Given exercise
Return exactly the lines that run from the one containing "TARGET: man in black coat" to the end of the entries, with both ends included.

Items from a data source
+ + +
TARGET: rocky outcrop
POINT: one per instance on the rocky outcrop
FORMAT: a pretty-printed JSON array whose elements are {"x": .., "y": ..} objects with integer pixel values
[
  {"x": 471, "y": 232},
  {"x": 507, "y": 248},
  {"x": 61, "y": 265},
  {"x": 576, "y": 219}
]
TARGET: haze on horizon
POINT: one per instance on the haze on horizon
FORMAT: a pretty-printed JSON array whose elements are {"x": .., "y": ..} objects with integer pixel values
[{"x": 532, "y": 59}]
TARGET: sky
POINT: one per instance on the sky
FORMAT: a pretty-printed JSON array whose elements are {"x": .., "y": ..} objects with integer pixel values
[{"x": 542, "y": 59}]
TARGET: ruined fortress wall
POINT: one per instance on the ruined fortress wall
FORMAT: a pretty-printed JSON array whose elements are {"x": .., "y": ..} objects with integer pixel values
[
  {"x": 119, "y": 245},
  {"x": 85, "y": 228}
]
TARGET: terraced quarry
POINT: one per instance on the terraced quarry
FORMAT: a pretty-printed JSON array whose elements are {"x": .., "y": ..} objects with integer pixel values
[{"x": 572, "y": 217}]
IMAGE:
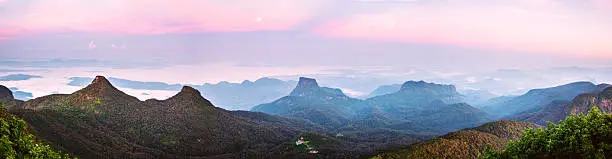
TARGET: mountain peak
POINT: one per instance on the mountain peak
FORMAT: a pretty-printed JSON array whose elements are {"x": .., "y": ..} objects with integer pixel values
[
  {"x": 307, "y": 83},
  {"x": 100, "y": 80},
  {"x": 189, "y": 94},
  {"x": 5, "y": 93},
  {"x": 420, "y": 85},
  {"x": 189, "y": 90},
  {"x": 100, "y": 87},
  {"x": 306, "y": 87}
]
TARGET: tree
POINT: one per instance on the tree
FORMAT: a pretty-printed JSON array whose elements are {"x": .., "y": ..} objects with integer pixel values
[
  {"x": 17, "y": 142},
  {"x": 579, "y": 136}
]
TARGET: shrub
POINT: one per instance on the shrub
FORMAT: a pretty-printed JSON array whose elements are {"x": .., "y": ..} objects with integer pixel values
[
  {"x": 579, "y": 136},
  {"x": 17, "y": 142}
]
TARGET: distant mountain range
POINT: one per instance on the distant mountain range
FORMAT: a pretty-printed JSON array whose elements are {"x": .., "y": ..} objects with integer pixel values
[
  {"x": 466, "y": 143},
  {"x": 475, "y": 98},
  {"x": 231, "y": 96},
  {"x": 109, "y": 123},
  {"x": 416, "y": 106},
  {"x": 100, "y": 121},
  {"x": 540, "y": 98},
  {"x": 558, "y": 110}
]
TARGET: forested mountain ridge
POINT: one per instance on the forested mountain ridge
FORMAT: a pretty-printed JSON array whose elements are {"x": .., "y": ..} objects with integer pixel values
[{"x": 101, "y": 121}]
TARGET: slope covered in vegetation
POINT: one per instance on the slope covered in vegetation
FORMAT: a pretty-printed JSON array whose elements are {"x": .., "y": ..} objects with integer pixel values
[
  {"x": 579, "y": 136},
  {"x": 16, "y": 141},
  {"x": 467, "y": 143}
]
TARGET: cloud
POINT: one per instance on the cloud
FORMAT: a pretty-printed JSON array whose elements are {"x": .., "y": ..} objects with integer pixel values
[
  {"x": 161, "y": 16},
  {"x": 542, "y": 26},
  {"x": 17, "y": 77}
]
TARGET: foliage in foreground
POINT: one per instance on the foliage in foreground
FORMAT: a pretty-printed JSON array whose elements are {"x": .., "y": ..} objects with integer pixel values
[
  {"x": 580, "y": 136},
  {"x": 17, "y": 142}
]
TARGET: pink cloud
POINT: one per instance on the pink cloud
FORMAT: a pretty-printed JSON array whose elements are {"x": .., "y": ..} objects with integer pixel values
[
  {"x": 509, "y": 26},
  {"x": 162, "y": 16}
]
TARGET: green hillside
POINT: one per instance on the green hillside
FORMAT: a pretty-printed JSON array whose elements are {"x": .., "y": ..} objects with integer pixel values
[{"x": 16, "y": 141}]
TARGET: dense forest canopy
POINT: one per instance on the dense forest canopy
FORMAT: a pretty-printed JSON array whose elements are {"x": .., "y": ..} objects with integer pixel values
[
  {"x": 579, "y": 136},
  {"x": 17, "y": 142}
]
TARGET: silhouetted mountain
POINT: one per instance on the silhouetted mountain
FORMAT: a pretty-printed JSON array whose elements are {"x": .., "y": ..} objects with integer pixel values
[
  {"x": 100, "y": 121},
  {"x": 21, "y": 95},
  {"x": 245, "y": 95},
  {"x": 326, "y": 106},
  {"x": 467, "y": 143},
  {"x": 5, "y": 93},
  {"x": 559, "y": 110},
  {"x": 541, "y": 97},
  {"x": 435, "y": 107},
  {"x": 418, "y": 107},
  {"x": 477, "y": 98},
  {"x": 232, "y": 96},
  {"x": 414, "y": 93},
  {"x": 386, "y": 89},
  {"x": 7, "y": 98}
]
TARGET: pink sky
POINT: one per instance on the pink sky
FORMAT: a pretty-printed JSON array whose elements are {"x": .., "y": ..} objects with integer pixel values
[{"x": 571, "y": 27}]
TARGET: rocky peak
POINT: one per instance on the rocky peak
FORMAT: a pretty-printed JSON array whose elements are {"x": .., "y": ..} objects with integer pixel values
[
  {"x": 101, "y": 81},
  {"x": 190, "y": 95},
  {"x": 307, "y": 83},
  {"x": 422, "y": 85},
  {"x": 101, "y": 87},
  {"x": 5, "y": 93},
  {"x": 187, "y": 90},
  {"x": 306, "y": 87}
]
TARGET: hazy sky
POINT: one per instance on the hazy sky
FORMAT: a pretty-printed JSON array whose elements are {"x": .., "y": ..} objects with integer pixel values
[{"x": 196, "y": 41}]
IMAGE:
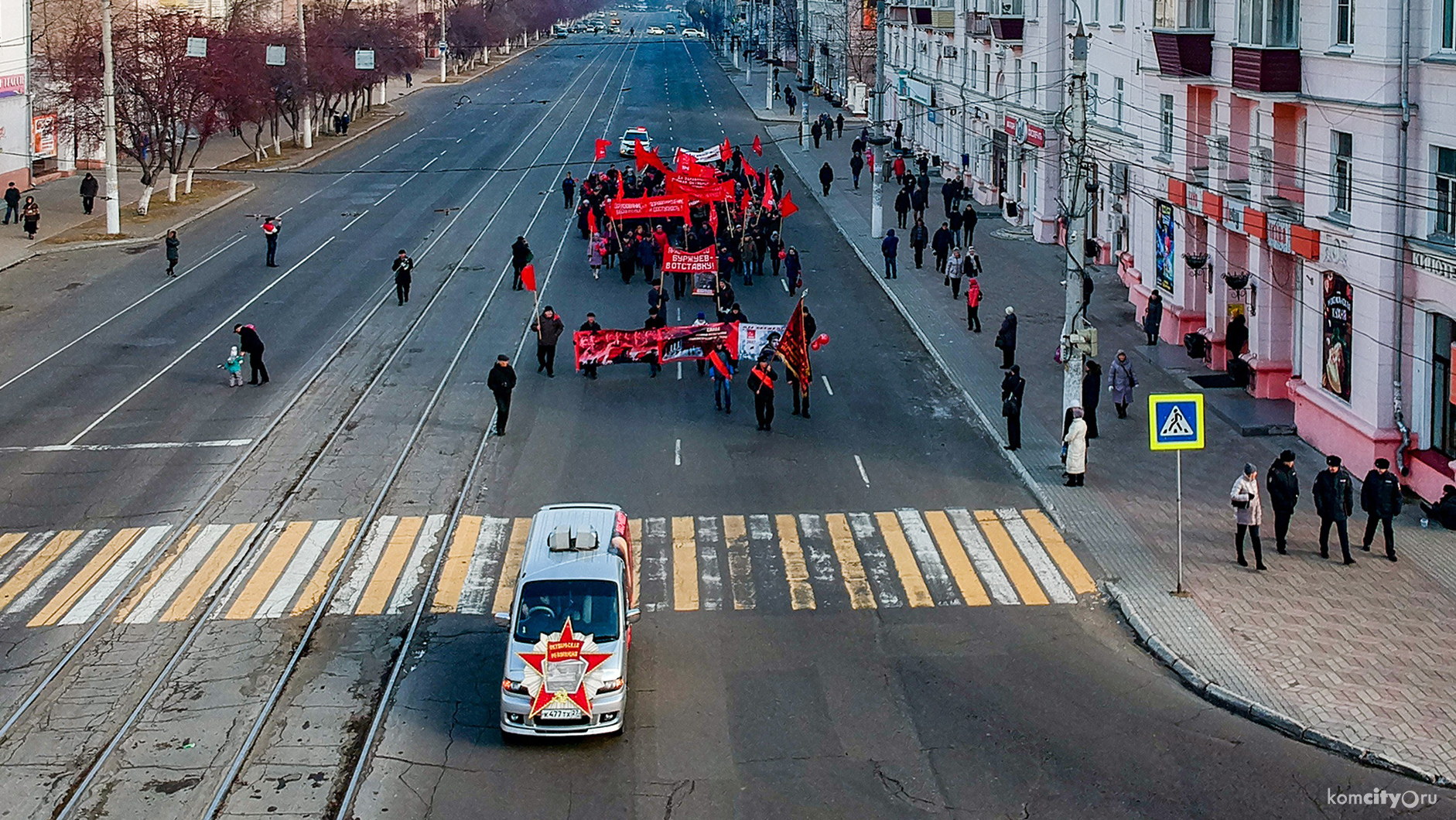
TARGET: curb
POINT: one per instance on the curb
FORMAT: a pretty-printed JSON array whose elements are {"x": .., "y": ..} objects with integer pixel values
[
  {"x": 1258, "y": 712},
  {"x": 248, "y": 188}
]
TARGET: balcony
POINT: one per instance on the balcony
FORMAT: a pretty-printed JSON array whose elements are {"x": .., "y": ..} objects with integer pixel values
[
  {"x": 1184, "y": 53},
  {"x": 1269, "y": 70}
]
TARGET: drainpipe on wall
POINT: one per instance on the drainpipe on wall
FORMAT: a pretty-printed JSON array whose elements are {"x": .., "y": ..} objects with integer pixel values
[{"x": 1398, "y": 299}]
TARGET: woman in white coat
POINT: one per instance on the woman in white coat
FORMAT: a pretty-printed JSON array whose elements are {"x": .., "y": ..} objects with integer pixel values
[
  {"x": 1248, "y": 513},
  {"x": 1076, "y": 443}
]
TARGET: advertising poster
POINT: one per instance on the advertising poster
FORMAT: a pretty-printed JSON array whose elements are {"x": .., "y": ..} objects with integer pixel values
[
  {"x": 1335, "y": 373},
  {"x": 1164, "y": 255}
]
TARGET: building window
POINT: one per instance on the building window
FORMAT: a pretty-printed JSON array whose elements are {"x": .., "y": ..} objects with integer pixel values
[
  {"x": 1165, "y": 117},
  {"x": 1446, "y": 193},
  {"x": 1345, "y": 22},
  {"x": 1343, "y": 173}
]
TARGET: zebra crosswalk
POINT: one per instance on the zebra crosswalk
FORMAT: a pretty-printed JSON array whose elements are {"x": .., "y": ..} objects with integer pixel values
[{"x": 728, "y": 562}]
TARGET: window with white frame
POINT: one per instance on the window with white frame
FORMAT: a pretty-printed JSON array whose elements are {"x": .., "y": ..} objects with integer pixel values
[{"x": 1342, "y": 186}]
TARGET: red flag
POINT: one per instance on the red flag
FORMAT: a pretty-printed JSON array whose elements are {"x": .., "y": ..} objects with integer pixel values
[{"x": 787, "y": 206}]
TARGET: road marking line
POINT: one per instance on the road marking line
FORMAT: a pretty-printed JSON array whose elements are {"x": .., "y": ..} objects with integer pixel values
[
  {"x": 982, "y": 557},
  {"x": 200, "y": 343},
  {"x": 685, "y": 564},
  {"x": 955, "y": 559},
  {"x": 275, "y": 605},
  {"x": 1061, "y": 552},
  {"x": 511, "y": 570},
  {"x": 740, "y": 565},
  {"x": 849, "y": 565},
  {"x": 331, "y": 562},
  {"x": 268, "y": 570},
  {"x": 801, "y": 593},
  {"x": 1011, "y": 559},
  {"x": 1058, "y": 590}
]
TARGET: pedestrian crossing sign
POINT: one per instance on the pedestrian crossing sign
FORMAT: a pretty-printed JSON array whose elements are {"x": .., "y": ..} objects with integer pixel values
[{"x": 1175, "y": 422}]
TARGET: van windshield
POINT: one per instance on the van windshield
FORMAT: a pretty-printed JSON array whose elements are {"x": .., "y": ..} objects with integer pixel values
[{"x": 546, "y": 605}]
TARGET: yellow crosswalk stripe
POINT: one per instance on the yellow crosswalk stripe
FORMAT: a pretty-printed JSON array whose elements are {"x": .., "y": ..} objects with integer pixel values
[
  {"x": 38, "y": 562},
  {"x": 1011, "y": 559},
  {"x": 511, "y": 569},
  {"x": 320, "y": 582},
  {"x": 911, "y": 579},
  {"x": 207, "y": 572},
  {"x": 63, "y": 600},
  {"x": 685, "y": 564},
  {"x": 1073, "y": 570},
  {"x": 457, "y": 564},
  {"x": 797, "y": 571},
  {"x": 268, "y": 570},
  {"x": 386, "y": 572},
  {"x": 955, "y": 559},
  {"x": 849, "y": 565}
]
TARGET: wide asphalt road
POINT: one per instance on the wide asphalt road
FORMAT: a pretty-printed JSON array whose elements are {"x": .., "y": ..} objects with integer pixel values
[{"x": 855, "y": 685}]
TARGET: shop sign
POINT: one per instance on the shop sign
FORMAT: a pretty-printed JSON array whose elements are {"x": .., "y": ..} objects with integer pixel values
[{"x": 1337, "y": 331}]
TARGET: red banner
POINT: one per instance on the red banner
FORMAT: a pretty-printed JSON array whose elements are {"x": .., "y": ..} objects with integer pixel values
[
  {"x": 648, "y": 207},
  {"x": 702, "y": 261}
]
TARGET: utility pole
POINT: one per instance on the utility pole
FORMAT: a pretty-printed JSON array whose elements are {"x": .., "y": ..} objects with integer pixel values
[
  {"x": 1075, "y": 200},
  {"x": 110, "y": 111},
  {"x": 306, "y": 112}
]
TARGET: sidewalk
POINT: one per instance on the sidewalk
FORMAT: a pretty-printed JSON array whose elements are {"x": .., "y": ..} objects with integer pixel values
[{"x": 1360, "y": 658}]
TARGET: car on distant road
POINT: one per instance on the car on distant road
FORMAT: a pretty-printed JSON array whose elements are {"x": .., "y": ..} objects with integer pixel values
[{"x": 638, "y": 135}]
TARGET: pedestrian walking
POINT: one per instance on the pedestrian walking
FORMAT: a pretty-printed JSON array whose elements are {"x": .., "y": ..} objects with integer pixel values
[
  {"x": 234, "y": 364},
  {"x": 1334, "y": 503},
  {"x": 12, "y": 203},
  {"x": 31, "y": 216},
  {"x": 404, "y": 268},
  {"x": 1154, "y": 318},
  {"x": 1075, "y": 446},
  {"x": 1091, "y": 394},
  {"x": 89, "y": 188},
  {"x": 1248, "y": 514},
  {"x": 1381, "y": 498},
  {"x": 941, "y": 247},
  {"x": 173, "y": 247},
  {"x": 1007, "y": 338},
  {"x": 249, "y": 343},
  {"x": 760, "y": 381},
  {"x": 520, "y": 257},
  {"x": 592, "y": 326},
  {"x": 1120, "y": 382},
  {"x": 501, "y": 382},
  {"x": 1012, "y": 389},
  {"x": 548, "y": 328},
  {"x": 888, "y": 247},
  {"x": 973, "y": 303},
  {"x": 919, "y": 237}
]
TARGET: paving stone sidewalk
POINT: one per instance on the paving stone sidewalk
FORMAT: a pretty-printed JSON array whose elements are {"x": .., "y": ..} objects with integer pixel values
[{"x": 1365, "y": 654}]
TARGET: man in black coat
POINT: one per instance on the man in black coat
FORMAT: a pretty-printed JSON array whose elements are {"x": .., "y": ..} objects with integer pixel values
[
  {"x": 1283, "y": 487},
  {"x": 501, "y": 382},
  {"x": 1381, "y": 498},
  {"x": 249, "y": 343},
  {"x": 1334, "y": 501}
]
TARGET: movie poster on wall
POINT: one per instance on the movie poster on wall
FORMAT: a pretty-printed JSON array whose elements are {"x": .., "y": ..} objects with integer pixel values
[
  {"x": 1164, "y": 254},
  {"x": 1335, "y": 373}
]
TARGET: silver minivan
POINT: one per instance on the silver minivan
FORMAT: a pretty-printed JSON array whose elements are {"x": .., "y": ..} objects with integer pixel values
+ + +
The answer
TARGET: man in black coat
POINT: one per instance on the man in black coat
FORMAT: a pretty-printed JSON array whose elements are {"x": .., "y": ..} objects with integer pixel values
[
  {"x": 1283, "y": 487},
  {"x": 501, "y": 382},
  {"x": 1381, "y": 498},
  {"x": 249, "y": 343},
  {"x": 1334, "y": 501}
]
TARGET: movie poster on wall
POINT: one per instance on the movie poster on wall
FORMAT: a pretty-printed JSON array whose elements are {"x": .., "y": ..} objects with integer pixel values
[
  {"x": 1164, "y": 254},
  {"x": 1335, "y": 373}
]
TARGET: silver minivan
POINT: one per instance on the silver minivan
FORMAT: a pretty-printed JSON array whose elements are {"x": .., "y": ..} objects with integer pixel values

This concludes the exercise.